↓
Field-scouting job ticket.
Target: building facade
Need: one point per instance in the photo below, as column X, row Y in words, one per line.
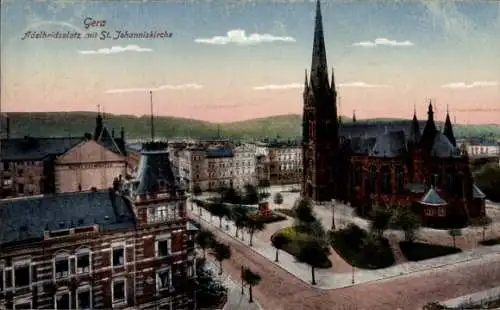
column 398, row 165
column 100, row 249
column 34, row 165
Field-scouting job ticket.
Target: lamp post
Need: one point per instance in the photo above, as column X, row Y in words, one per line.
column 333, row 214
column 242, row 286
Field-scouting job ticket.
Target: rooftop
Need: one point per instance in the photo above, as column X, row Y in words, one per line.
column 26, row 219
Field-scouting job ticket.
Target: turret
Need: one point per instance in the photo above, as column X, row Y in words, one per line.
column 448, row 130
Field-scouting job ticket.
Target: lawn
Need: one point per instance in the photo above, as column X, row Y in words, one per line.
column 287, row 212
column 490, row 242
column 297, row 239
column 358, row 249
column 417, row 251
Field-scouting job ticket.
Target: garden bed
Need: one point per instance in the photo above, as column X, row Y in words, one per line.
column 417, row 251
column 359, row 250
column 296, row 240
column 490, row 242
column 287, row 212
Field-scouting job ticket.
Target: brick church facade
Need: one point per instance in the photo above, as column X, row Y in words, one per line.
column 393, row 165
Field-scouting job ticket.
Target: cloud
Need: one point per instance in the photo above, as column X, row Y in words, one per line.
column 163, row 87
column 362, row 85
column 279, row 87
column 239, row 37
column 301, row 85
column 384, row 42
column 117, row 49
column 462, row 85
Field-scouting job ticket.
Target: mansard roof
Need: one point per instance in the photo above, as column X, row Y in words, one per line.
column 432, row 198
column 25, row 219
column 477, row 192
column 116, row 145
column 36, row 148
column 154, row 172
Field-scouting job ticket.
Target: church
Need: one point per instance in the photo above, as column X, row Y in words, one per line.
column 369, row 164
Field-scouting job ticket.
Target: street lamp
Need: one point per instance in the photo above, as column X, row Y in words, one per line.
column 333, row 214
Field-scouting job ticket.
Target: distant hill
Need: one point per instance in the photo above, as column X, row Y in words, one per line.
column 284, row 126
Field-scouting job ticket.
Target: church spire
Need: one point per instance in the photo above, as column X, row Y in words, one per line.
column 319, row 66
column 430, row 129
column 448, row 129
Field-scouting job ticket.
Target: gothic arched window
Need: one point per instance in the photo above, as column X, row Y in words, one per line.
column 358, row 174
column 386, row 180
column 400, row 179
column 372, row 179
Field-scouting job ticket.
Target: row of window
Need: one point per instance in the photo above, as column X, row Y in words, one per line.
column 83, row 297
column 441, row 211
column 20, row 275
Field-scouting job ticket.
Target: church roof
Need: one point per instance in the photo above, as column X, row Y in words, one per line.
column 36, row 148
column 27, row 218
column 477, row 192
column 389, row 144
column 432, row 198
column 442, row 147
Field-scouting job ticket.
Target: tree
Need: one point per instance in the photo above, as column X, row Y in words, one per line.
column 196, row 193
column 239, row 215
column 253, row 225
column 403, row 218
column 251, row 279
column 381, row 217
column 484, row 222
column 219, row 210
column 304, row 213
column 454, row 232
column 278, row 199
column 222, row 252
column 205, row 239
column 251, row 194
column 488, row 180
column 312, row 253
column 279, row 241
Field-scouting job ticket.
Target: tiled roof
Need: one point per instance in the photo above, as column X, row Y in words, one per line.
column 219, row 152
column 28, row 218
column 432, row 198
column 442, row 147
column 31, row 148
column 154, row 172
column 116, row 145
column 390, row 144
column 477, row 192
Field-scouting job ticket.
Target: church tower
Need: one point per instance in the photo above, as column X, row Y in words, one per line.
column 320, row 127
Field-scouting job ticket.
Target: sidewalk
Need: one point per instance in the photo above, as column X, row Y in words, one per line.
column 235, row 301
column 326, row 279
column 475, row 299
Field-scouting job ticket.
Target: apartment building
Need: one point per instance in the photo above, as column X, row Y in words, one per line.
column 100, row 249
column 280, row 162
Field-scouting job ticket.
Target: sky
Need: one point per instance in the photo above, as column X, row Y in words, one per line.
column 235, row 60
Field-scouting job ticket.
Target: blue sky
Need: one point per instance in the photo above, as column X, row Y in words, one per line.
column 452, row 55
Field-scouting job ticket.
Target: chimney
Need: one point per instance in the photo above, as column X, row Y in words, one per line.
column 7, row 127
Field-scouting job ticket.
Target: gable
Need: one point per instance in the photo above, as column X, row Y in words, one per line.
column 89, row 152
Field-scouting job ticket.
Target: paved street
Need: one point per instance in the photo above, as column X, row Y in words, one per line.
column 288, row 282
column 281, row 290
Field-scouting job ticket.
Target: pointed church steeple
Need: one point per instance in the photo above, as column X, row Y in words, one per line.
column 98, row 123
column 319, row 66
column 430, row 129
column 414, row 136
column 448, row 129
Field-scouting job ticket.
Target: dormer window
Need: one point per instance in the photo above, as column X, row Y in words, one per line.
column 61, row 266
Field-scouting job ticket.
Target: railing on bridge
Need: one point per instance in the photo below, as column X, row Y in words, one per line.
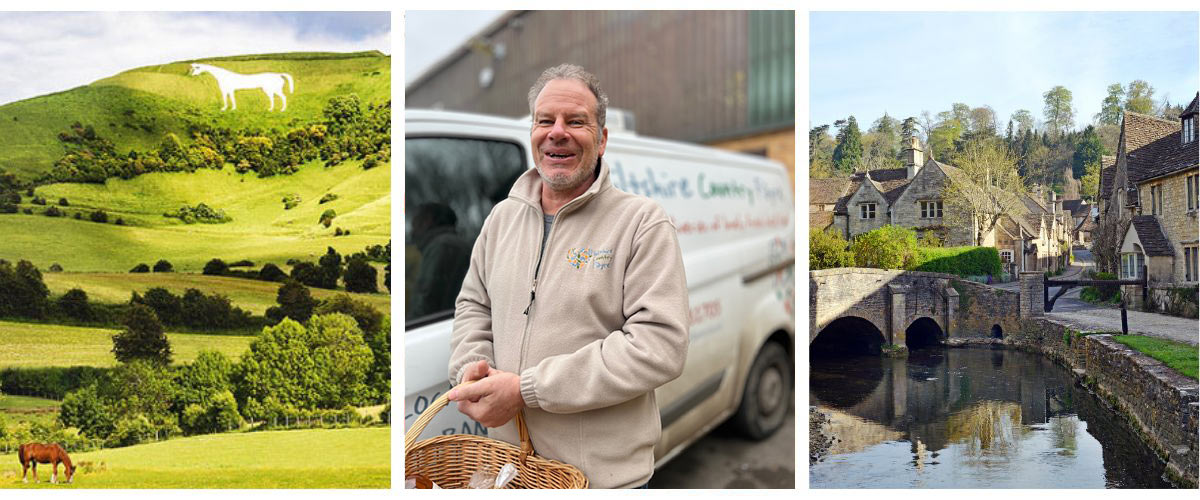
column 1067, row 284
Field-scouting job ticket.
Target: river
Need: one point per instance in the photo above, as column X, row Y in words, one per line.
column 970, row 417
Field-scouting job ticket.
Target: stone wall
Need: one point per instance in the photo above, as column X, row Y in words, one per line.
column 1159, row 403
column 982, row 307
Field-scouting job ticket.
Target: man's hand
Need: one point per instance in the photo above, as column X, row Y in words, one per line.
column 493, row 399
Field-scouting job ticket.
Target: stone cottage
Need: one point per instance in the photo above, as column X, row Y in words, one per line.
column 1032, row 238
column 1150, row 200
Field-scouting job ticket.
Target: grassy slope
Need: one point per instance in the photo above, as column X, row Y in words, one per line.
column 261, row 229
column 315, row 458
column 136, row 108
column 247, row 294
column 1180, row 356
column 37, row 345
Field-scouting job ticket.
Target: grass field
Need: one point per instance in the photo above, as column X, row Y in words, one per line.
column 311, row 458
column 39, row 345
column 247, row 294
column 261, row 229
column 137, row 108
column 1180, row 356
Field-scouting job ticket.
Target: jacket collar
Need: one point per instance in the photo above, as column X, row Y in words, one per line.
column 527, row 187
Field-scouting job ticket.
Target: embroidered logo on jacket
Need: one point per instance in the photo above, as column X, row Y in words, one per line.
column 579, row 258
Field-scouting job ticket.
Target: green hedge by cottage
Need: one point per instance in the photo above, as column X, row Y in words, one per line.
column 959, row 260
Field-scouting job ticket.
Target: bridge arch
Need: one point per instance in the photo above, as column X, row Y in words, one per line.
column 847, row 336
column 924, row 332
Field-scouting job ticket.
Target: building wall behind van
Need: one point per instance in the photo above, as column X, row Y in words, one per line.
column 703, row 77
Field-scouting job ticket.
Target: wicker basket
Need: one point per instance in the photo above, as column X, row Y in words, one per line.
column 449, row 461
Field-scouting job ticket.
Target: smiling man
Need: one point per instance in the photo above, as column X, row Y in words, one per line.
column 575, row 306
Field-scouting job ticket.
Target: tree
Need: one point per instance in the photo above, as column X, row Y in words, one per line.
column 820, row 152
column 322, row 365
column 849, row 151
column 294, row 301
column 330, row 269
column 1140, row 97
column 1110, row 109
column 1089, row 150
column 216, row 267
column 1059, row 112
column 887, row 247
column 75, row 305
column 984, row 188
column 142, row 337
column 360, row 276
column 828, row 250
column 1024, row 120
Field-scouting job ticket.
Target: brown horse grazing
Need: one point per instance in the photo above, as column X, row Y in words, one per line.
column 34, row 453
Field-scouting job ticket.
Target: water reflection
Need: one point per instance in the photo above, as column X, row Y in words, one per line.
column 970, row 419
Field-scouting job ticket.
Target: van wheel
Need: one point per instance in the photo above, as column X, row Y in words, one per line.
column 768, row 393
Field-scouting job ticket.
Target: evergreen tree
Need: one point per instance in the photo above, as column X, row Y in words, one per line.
↑
■ **Required action**:
Extract the lines of the preceding material that run from the line with "Target: church tower" through the line with "Target: chimney", inclusive, reproducing them exactly and adding nothing.

■ **Expected answer**:
Target: church tower
Need: one point per instance in the photo above, as column X, row Y in words, one per line.
column 320, row 127
Field-scouting job ticket.
Target: sidewalk
Need: one point per instance in the photo above, as column X, row Y in words, one per line.
column 235, row 301
column 326, row 279
column 475, row 299
Field-scouting job ticket.
Target: apartment building
Need: one point per instance in the photo above, as column X, row Y in words, one per line.
column 100, row 249
column 280, row 162
Field-scouting job ticket.
Target: sky
Need: one point per instance in the photo above, as column X, row Y in words, one per line.
column 235, row 60
Field-scouting job ticket.
Target: blue sky
Need: one point per instance in the photo above, as column X, row Y in words, one per line.
column 452, row 55
Field-scouting job ticket.
Target: chimney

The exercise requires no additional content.